Given task: Render each line of the listing below as a string in a JSON list, one string per line, leaving out any blank lines.

Data for the task:
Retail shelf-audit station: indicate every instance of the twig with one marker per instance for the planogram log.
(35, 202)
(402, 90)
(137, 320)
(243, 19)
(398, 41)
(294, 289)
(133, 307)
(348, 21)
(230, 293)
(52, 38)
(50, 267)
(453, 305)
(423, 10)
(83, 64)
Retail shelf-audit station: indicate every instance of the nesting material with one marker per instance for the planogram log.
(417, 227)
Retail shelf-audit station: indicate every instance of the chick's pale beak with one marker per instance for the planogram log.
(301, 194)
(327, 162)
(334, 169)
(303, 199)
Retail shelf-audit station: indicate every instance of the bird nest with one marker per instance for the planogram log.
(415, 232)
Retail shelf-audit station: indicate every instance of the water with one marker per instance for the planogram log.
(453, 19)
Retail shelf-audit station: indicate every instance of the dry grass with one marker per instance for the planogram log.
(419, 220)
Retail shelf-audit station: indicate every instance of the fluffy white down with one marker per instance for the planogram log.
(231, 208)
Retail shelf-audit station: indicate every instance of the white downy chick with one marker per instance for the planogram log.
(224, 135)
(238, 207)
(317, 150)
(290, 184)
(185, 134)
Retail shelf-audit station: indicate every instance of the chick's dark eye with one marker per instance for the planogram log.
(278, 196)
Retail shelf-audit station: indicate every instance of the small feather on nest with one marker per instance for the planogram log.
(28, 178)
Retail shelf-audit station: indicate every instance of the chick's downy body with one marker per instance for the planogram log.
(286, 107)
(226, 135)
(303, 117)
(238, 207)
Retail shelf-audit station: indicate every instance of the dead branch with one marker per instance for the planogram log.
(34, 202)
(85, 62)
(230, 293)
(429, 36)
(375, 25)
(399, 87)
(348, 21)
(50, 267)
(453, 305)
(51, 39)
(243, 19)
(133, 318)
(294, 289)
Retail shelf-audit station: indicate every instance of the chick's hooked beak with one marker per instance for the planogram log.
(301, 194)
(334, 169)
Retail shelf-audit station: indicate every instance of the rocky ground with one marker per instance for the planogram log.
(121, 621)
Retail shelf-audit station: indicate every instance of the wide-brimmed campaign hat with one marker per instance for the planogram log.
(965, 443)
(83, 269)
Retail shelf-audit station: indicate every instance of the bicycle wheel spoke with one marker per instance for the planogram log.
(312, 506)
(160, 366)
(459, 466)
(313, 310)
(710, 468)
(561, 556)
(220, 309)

Final result:
[
  "Retail shelf-audit station: indicate every instance of the twig with one marker per instance for the planogram log.",
  "(35, 202)",
  "(402, 90)",
  "(137, 320)",
  "(243, 19)",
  "(398, 41)",
  "(294, 289)",
  "(133, 307)",
  "(348, 21)",
  "(230, 293)",
  "(52, 38)",
  "(50, 267)",
  "(453, 305)",
  "(423, 10)",
  "(83, 64)",
  "Retail shelf-audit station: indicate every instance of the nesting material with one marker per instance for the planogram log.",
  "(417, 227)",
  "Retail shelf-audit station: indicate every instance of the chick's pale beak with one marker per instance for the planogram log.",
  "(301, 194)",
  "(327, 162)",
  "(334, 169)",
  "(303, 199)",
  "Retail shelf-audit station: indicate every instance of the bird nest with one marker per instance for the planogram log.",
  "(415, 232)",
  "Retail shelf-audit station: indicate every instance of the water with one marker per instance for the planogram log.",
  "(453, 19)",
  "Retail shelf-audit station: indicate every instance of the dry grass with one marker per instance for the planogram log.",
  "(419, 220)",
  "Retail shelf-audit station: indicate every instance of the fluffy white down with one marker per instance for the planogram log.",
  "(231, 208)",
  "Retail shelf-audit station: indicate every instance of the white downy chick with one marker per instance for the planogram log.",
  "(224, 135)",
  "(238, 207)",
  "(317, 150)",
  "(290, 184)",
  "(185, 134)",
  "Retail shelf-audit station: indicate every instance of the chick's dark eye with one marker per instance for the planogram log.",
  "(278, 196)",
  "Retail shelf-audit station: indicate every instance of the small feather on nest with one marker per instance for the planogram log.",
  "(28, 178)",
  "Retail shelf-audit station: indicate every instance of the chick's downy body with one marker per instance for the planogram log.",
  "(286, 107)",
  "(226, 135)",
  "(303, 117)",
  "(238, 207)",
  "Retail shelf-audit station: indicate every instance of the dead branch with one marker per instance for the planogram log.",
  "(34, 202)",
  "(85, 62)",
  "(230, 293)",
  "(429, 36)",
  "(375, 25)",
  "(399, 87)",
  "(348, 21)",
  "(50, 267)",
  "(453, 305)",
  "(51, 39)",
  "(243, 19)",
  "(133, 318)",
  "(294, 289)",
  "Retail shelf-audit station: indicate every instance of the chick's hooked beak with one marker per instance for the planogram log.",
  "(301, 194)",
  "(334, 169)",
  "Retail shelf-audit station: indicate every instance of the rocky ground with one marker per instance for the planogram log.",
  "(121, 621)",
  "Retail shelf-audit station: indicate every instance of the wide-brimmed campaign hat with one marker per instance for the planogram log.",
  "(965, 443)",
  "(83, 269)",
  "Retail shelf-audit station: indicate every instance of the bicycle wheel spoke with one marker per instance for the planogram log.",
  "(312, 506)",
  "(160, 366)",
  "(459, 466)",
  "(313, 310)",
  "(710, 468)",
  "(561, 556)",
  "(220, 309)"
]